Work task | Look through the listing for the word "white". Copy each line that has it.

Study material |
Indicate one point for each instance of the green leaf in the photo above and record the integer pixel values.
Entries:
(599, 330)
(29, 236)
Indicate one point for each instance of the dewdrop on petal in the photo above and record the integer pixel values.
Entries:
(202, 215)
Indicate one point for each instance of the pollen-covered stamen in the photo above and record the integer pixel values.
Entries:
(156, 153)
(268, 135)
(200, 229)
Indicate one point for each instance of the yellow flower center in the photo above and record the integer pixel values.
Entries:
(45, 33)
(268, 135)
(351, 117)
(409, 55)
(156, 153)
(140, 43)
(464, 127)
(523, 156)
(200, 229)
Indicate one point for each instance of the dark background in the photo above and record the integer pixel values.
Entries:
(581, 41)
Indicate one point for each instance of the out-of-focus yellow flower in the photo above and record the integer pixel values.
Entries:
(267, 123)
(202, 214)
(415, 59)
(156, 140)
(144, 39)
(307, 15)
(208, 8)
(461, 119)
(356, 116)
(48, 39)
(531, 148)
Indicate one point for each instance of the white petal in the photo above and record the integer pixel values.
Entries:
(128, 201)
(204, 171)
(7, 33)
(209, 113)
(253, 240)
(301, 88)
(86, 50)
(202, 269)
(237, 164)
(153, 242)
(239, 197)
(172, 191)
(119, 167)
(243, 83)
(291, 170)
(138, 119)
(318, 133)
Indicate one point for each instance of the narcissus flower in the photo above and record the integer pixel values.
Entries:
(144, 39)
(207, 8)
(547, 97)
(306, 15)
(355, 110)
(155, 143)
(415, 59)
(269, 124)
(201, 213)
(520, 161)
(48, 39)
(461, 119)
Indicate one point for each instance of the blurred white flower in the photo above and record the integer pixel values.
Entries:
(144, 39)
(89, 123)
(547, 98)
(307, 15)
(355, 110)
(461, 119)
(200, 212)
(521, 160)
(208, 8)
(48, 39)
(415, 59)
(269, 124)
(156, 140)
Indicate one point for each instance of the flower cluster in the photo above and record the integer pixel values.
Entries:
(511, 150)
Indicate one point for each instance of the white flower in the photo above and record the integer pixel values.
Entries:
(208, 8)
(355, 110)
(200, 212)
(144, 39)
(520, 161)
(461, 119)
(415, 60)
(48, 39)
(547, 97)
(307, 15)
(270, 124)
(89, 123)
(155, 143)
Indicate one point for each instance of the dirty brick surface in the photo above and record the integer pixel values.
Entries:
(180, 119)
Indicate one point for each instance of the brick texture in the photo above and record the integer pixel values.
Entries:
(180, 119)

Reply to the exercise |
Indicate one point for each instance of the white petal in the photo above and record the integer pixel values.
Indicate one point for each instance of the blurred white flower in the photo above and record the integer pixel values.
Indicate one point for each instance of the white flower in the photo above and record the integer pixel values.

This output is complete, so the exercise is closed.